Work to be completed =
Output the records as a JSON list of strings, one string per line, beginning at the first line of the records and ending with the line that contains "(1231, 597)". Skip blank lines and leave the pictures out.

Data listing =
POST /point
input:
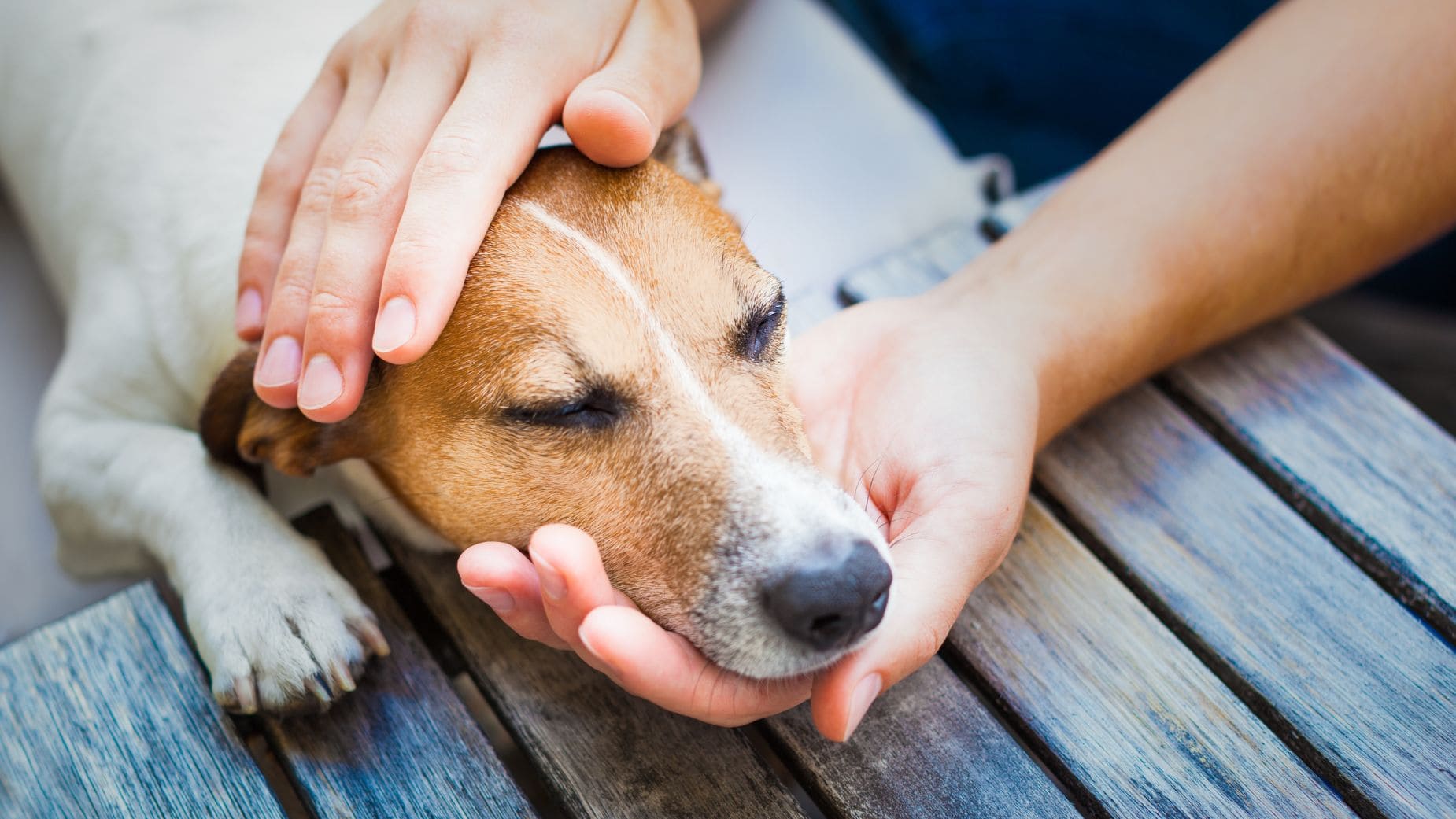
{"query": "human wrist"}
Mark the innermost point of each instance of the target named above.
(1075, 312)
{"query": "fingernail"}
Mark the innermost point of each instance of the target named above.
(861, 700)
(634, 106)
(280, 363)
(320, 383)
(552, 584)
(397, 325)
(500, 599)
(249, 315)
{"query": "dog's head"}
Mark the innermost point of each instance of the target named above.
(616, 361)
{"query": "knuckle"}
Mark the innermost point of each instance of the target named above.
(452, 153)
(428, 19)
(318, 190)
(330, 310)
(260, 252)
(291, 291)
(360, 188)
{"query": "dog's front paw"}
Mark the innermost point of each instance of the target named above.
(283, 639)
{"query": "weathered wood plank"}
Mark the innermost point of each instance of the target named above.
(603, 752)
(1358, 683)
(1373, 473)
(106, 714)
(928, 748)
(402, 743)
(1127, 710)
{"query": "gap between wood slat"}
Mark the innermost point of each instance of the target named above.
(519, 764)
(249, 731)
(274, 771)
(1050, 764)
(1248, 694)
(1418, 598)
(815, 806)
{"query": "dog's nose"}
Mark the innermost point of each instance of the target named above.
(832, 597)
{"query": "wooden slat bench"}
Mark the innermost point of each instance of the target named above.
(1231, 597)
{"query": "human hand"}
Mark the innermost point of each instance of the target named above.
(929, 423)
(383, 181)
(560, 596)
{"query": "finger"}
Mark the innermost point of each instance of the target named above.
(616, 114)
(277, 198)
(505, 581)
(666, 670)
(280, 361)
(932, 579)
(481, 147)
(572, 579)
(368, 201)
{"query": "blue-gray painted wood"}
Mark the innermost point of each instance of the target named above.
(603, 752)
(1125, 710)
(106, 714)
(929, 748)
(1373, 473)
(1350, 675)
(402, 743)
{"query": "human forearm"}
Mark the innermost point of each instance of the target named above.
(1310, 153)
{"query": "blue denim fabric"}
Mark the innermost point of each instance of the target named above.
(1051, 82)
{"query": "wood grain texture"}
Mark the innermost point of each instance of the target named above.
(603, 752)
(1362, 463)
(402, 743)
(928, 748)
(106, 714)
(1125, 707)
(1362, 687)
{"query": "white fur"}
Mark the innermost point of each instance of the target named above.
(135, 175)
(130, 140)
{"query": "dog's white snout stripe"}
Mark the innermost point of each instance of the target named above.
(618, 274)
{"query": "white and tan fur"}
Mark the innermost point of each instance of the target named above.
(135, 175)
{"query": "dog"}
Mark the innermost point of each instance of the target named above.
(616, 361)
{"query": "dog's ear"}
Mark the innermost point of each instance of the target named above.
(678, 149)
(239, 430)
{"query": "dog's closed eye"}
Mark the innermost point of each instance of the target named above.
(596, 409)
(760, 329)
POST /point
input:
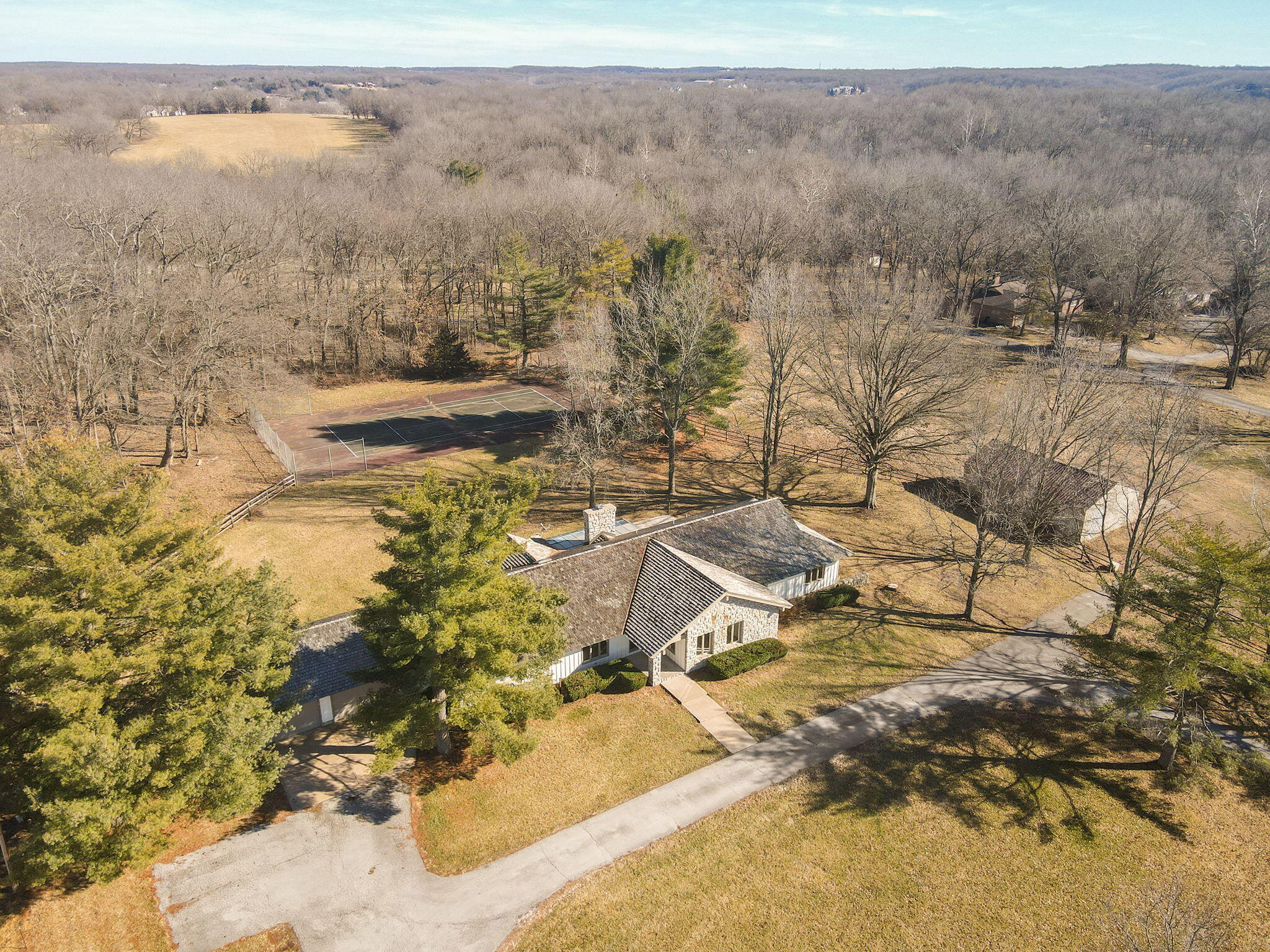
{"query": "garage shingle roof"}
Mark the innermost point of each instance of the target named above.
(328, 656)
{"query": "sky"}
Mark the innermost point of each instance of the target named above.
(639, 32)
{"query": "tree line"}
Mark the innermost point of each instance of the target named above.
(493, 213)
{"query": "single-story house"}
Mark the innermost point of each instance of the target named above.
(666, 592)
(1083, 505)
(1002, 305)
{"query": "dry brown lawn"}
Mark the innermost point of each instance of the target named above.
(123, 915)
(224, 140)
(321, 535)
(596, 753)
(980, 831)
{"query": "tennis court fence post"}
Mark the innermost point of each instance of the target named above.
(276, 444)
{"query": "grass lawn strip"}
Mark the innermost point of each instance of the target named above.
(977, 829)
(597, 753)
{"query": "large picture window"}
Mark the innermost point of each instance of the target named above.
(592, 651)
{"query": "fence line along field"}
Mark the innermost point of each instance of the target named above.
(233, 138)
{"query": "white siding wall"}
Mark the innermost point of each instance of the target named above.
(572, 662)
(794, 587)
(1112, 512)
(761, 622)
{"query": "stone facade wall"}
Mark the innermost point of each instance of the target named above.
(761, 622)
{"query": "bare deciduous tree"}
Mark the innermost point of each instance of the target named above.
(1242, 299)
(588, 439)
(676, 353)
(784, 309)
(1170, 919)
(892, 384)
(1163, 441)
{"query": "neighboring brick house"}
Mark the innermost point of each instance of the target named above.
(324, 673)
(665, 592)
(1002, 305)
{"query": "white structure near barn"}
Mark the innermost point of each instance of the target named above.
(1080, 505)
(667, 593)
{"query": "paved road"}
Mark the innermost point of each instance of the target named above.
(1162, 367)
(349, 878)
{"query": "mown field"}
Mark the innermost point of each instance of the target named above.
(978, 831)
(229, 139)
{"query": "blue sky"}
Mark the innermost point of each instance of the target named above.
(639, 32)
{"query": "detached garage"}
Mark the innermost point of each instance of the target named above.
(323, 673)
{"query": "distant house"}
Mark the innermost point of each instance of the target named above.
(1002, 305)
(1081, 505)
(667, 593)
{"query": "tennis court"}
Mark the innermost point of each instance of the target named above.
(314, 446)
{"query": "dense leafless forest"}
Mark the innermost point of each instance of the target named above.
(168, 291)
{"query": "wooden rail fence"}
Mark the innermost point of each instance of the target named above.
(241, 512)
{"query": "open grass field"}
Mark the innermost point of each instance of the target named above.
(123, 915)
(842, 655)
(224, 140)
(975, 831)
(597, 753)
(322, 537)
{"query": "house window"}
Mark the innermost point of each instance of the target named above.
(592, 651)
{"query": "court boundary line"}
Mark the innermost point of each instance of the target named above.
(343, 443)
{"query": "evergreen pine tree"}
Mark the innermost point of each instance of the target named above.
(446, 356)
(1201, 624)
(530, 296)
(458, 641)
(139, 672)
(609, 276)
(667, 258)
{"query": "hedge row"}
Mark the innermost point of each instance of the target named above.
(836, 596)
(615, 677)
(729, 664)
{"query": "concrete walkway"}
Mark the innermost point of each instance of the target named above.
(709, 712)
(349, 878)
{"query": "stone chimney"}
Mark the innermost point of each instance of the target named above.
(598, 519)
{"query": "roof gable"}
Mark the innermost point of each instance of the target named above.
(670, 594)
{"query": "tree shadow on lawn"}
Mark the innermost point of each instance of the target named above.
(842, 655)
(1025, 765)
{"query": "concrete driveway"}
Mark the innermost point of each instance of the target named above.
(326, 763)
(349, 876)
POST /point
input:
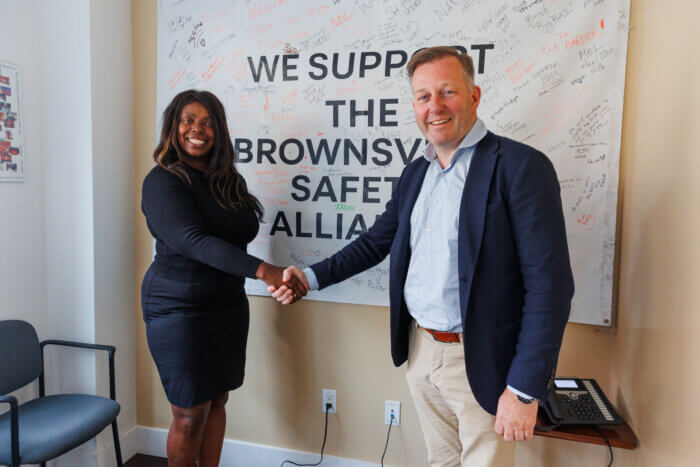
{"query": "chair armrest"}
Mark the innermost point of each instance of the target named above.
(109, 348)
(14, 426)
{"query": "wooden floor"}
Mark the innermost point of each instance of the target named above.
(142, 460)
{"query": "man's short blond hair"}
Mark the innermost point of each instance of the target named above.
(431, 54)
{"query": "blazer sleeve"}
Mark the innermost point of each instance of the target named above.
(368, 250)
(173, 218)
(537, 220)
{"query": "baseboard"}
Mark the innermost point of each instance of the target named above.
(151, 441)
(129, 444)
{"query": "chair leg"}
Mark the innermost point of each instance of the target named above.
(117, 447)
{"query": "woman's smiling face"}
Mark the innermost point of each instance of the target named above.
(195, 132)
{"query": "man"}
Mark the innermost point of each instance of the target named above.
(480, 278)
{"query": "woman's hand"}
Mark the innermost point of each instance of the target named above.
(273, 276)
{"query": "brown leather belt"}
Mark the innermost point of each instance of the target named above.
(442, 336)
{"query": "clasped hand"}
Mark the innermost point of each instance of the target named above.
(288, 286)
(286, 293)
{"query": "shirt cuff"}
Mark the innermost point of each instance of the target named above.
(311, 278)
(518, 393)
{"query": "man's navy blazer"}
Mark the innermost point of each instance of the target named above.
(515, 280)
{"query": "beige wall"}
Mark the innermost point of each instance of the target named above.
(647, 366)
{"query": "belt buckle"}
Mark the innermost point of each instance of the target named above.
(443, 336)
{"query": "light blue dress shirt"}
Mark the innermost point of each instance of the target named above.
(431, 290)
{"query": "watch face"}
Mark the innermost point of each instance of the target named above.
(524, 400)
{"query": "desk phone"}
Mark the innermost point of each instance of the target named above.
(576, 401)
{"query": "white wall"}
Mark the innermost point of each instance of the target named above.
(113, 200)
(22, 261)
(68, 229)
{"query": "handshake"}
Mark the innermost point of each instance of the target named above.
(287, 285)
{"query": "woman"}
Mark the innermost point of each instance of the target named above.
(202, 216)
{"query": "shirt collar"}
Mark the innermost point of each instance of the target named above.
(475, 135)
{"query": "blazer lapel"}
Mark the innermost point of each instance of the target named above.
(472, 211)
(403, 234)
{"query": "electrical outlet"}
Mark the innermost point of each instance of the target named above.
(392, 407)
(328, 398)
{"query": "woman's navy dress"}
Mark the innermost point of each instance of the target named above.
(192, 296)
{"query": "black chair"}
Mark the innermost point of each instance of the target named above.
(48, 426)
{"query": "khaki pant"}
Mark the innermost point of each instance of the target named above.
(457, 430)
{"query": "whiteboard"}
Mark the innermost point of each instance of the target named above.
(319, 109)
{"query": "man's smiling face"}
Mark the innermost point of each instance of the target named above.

Task solution =
[
  "POST /point",
  "input:",
  "{\"query\": \"human wrist\"}",
  "Mark the innermost point of each instance of the target named above.",
  "(1075, 312)",
  "{\"query\": \"fingernail\"}",
  "Mark the innermost point of each instance of the target named above.",
  "(861, 700)",
  "(634, 106)",
  "(280, 363)",
  "(320, 383)",
  "(552, 584)",
  "(397, 325)",
  "(500, 599)",
  "(249, 315)",
  "{\"query\": \"dog's head\"}",
  "Mark the innermost point of each instance of the target named above.",
  "(616, 361)",
  "{\"query\": \"knuckle\"}",
  "Mark the innermost point of each instance of the target named above.",
  "(452, 153)",
  "(428, 19)",
  "(318, 190)",
  "(330, 310)",
  "(260, 252)",
  "(291, 291)",
  "(360, 188)",
  "{\"query\": \"dog's front paw\"}",
  "Mark the innermost point of each instance of the target named above.",
  "(283, 639)",
  "{\"query\": \"weathered wood plank\"}",
  "Mark the innermost point of each instance of the target named above.",
  "(603, 752)",
  "(1358, 683)",
  "(1373, 473)",
  "(106, 714)",
  "(928, 748)",
  "(402, 743)",
  "(1127, 710)",
  "{\"query\": \"gap between wood slat\"}",
  "Mark the innermost point of each instance of the target named above.",
  "(519, 764)",
  "(249, 731)",
  "(274, 771)",
  "(1050, 764)",
  "(1248, 694)",
  "(1418, 598)",
  "(815, 806)",
  "{\"query\": \"dog's nose\"}",
  "Mark the innermost point of each instance of the target named above.",
  "(832, 597)",
  "{\"query\": \"wooden slat bench\"}",
  "Mark the innermost point of each instance of the target named above.",
  "(1231, 597)"
]